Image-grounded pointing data
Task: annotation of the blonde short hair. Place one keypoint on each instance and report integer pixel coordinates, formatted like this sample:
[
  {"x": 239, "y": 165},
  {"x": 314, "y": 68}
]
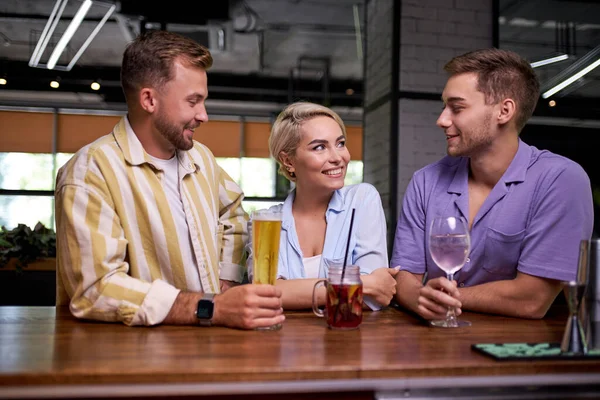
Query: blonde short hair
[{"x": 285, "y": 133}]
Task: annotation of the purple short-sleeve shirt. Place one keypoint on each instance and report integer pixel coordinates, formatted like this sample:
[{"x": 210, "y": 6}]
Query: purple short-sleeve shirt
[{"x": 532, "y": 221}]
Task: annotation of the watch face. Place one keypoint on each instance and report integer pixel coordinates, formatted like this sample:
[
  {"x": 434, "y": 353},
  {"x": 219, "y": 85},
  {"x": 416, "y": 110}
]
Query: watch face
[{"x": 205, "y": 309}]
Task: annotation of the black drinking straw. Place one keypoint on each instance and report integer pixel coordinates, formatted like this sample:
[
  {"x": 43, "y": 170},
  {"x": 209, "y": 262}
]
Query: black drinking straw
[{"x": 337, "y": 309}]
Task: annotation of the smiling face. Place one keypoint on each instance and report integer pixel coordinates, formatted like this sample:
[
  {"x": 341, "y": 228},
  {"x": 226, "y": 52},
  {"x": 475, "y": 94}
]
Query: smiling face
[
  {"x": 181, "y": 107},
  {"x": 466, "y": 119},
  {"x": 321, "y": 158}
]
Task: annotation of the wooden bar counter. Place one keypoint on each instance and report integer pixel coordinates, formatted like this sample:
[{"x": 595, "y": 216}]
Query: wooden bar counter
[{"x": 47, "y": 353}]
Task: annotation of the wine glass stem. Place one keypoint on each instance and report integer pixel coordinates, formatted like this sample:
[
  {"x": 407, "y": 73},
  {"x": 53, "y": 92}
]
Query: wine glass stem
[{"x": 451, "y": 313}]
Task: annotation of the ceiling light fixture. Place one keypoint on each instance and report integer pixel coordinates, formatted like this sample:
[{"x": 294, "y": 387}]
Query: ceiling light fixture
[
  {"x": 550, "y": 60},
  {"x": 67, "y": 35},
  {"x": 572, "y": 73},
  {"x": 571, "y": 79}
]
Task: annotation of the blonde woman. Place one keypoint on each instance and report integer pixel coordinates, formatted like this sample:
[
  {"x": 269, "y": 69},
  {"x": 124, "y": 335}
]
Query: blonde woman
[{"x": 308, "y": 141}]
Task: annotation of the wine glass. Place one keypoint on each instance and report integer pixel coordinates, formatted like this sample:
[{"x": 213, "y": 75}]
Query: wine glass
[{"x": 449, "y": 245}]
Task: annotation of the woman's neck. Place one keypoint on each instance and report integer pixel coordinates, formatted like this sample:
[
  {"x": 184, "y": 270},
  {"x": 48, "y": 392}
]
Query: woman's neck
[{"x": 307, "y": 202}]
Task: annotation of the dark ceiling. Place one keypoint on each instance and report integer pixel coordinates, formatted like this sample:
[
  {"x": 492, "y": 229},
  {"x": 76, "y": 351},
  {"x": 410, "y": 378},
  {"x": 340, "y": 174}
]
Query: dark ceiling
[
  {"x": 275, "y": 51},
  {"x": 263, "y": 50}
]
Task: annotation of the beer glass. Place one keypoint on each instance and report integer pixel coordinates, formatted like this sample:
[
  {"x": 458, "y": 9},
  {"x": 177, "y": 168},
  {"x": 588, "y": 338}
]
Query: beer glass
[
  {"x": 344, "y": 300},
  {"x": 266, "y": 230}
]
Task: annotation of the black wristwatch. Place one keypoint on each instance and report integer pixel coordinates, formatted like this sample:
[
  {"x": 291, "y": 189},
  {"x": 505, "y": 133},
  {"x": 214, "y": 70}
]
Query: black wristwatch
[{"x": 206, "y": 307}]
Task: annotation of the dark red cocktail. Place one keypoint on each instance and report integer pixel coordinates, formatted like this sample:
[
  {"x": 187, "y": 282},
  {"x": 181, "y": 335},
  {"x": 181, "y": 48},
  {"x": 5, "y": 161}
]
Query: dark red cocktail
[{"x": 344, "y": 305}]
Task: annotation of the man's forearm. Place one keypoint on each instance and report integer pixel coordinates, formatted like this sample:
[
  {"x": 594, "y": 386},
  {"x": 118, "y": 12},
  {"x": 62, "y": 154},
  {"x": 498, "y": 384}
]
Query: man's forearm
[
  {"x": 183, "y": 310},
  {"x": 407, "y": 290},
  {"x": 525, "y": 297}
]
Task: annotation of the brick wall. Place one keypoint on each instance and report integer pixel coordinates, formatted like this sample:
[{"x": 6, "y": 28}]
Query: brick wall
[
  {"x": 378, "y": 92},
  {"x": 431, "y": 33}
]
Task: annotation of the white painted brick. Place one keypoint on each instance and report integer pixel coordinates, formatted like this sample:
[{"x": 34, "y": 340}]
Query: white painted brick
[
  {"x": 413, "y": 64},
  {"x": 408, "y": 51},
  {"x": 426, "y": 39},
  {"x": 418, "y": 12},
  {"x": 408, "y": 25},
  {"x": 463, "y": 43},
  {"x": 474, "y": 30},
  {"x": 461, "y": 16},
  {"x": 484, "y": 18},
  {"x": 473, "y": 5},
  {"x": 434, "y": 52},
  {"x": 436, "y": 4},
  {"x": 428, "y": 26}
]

**Task objective**
Pictures excluded, set down all the entries exactly.

**Exercise solution**
Task: annotation of the blonde short hair. Place one keypoint on each instance and report integer pixel coordinates, formatted like this sample:
[
  {"x": 239, "y": 165},
  {"x": 314, "y": 68}
]
Query: blonde short hair
[{"x": 285, "y": 133}]
Task: annotation of the purple short-sleeve shirt. Place one keypoint on each instance and report integer pixel coordinates, formatted like this sample:
[{"x": 210, "y": 6}]
Query: purple short-sleeve shirt
[{"x": 532, "y": 221}]
Task: annotation of the watch face. Place one keypoint on each instance and report integer pixel coordinates, formatted like this sample:
[
  {"x": 434, "y": 353},
  {"x": 219, "y": 85},
  {"x": 416, "y": 110}
]
Query: watch face
[{"x": 205, "y": 309}]
Task: annotation of the black drinking straw. Place one keypoint on each instance and report integer pixel coordinates, formatted like this sample:
[
  {"x": 43, "y": 170},
  {"x": 209, "y": 262}
]
Query: black drinking straw
[{"x": 337, "y": 309}]
Task: annotation of the smiling face. Place one keypoint on each instance and report integer pixel coordinates, formatted like this sample:
[
  {"x": 341, "y": 228},
  {"x": 226, "y": 52},
  {"x": 475, "y": 94}
]
Query: smiling face
[
  {"x": 181, "y": 107},
  {"x": 466, "y": 119},
  {"x": 321, "y": 158}
]
Task: annotation of the wooden bar counter. Place one keypoint on each instance and report integer pixel coordinates, formatted like this sample:
[{"x": 595, "y": 216}]
Query: wooden bar counter
[{"x": 47, "y": 353}]
Task: annotation of the wine glass stem. Place one keypoint on each instance and report integer pixel coordinates, formatted like this sample:
[
  {"x": 407, "y": 73},
  {"x": 53, "y": 92}
]
Query: wine glass stem
[{"x": 451, "y": 313}]
Task: annotation of the ceiling light fixture. Place one keypoint on each instance and report integer pixel coordinates, formatted like this sample:
[{"x": 294, "y": 387}]
Query: ceiling light fixture
[
  {"x": 550, "y": 60},
  {"x": 67, "y": 35},
  {"x": 572, "y": 73},
  {"x": 571, "y": 79}
]
Task: annotation of the blonde woman. Place one keypoint on each instance and report integer pixel coordinates, formatted like this sample:
[
  {"x": 269, "y": 69},
  {"x": 124, "y": 335}
]
Query: blonde woman
[{"x": 308, "y": 141}]
Task: annotation of the wine glass. Place one keypoint on each instance and report integer pixel coordinates, formatted like this sample:
[{"x": 213, "y": 75}]
Query: wine glass
[{"x": 449, "y": 245}]
Task: annotation of the woman's neck. Place one keypoint on each instance and report integer pixel coordinates, formatted like this sample:
[
  {"x": 184, "y": 270},
  {"x": 48, "y": 392}
]
Query: woman's neck
[{"x": 307, "y": 202}]
Task: annotation of the dark ceiling. Place one keypoint on each instance and report integer pixel coordinates, formatted like this sample:
[
  {"x": 492, "y": 229},
  {"x": 76, "y": 351},
  {"x": 410, "y": 378},
  {"x": 340, "y": 174}
]
Query: dark ceiling
[
  {"x": 275, "y": 51},
  {"x": 263, "y": 50}
]
Task: annotation of the beer glass. Place one keypoint on each instance and report integer pixel coordinates, formatted like this sample:
[
  {"x": 458, "y": 9},
  {"x": 177, "y": 168},
  {"x": 588, "y": 338}
]
Query: beer glass
[
  {"x": 344, "y": 300},
  {"x": 266, "y": 230}
]
Task: annotation of the black wristwatch. Place one keypoint on each instance and report integer pixel coordinates, formatted like this sample:
[
  {"x": 291, "y": 189},
  {"x": 505, "y": 133},
  {"x": 214, "y": 70}
]
Query: black wristwatch
[{"x": 206, "y": 307}]
Task: annotation of the dark red cocktail. Place one keypoint on each instance and report integer pixel coordinates, formatted like this sample:
[
  {"x": 187, "y": 282},
  {"x": 181, "y": 335},
  {"x": 181, "y": 48},
  {"x": 5, "y": 161}
]
Query: dark red cocktail
[{"x": 344, "y": 305}]
Task: annotation of the man's forearm. Place one keypoint on each instance and report integer pixel coordinates, formatted like this sample:
[
  {"x": 594, "y": 386},
  {"x": 118, "y": 12},
  {"x": 62, "y": 154},
  {"x": 498, "y": 384}
]
Query: man's forearm
[
  {"x": 183, "y": 310},
  {"x": 407, "y": 290},
  {"x": 525, "y": 297}
]
Task: annotation of the brick wall. Place one keypoint on each instance and report integer pixel coordinates, formatted like this sample:
[{"x": 6, "y": 28}]
Query: brick wall
[
  {"x": 378, "y": 92},
  {"x": 431, "y": 33}
]
Task: annotation of the white painted brick. Place one keypoint on each instance and report integer pixel coordinates, formatted like this sample:
[{"x": 34, "y": 340}]
Query: white painted brick
[
  {"x": 413, "y": 64},
  {"x": 408, "y": 51},
  {"x": 426, "y": 39},
  {"x": 418, "y": 12},
  {"x": 408, "y": 25},
  {"x": 463, "y": 43},
  {"x": 474, "y": 30},
  {"x": 461, "y": 16},
  {"x": 484, "y": 18},
  {"x": 473, "y": 5},
  {"x": 434, "y": 52},
  {"x": 436, "y": 4},
  {"x": 428, "y": 26}
]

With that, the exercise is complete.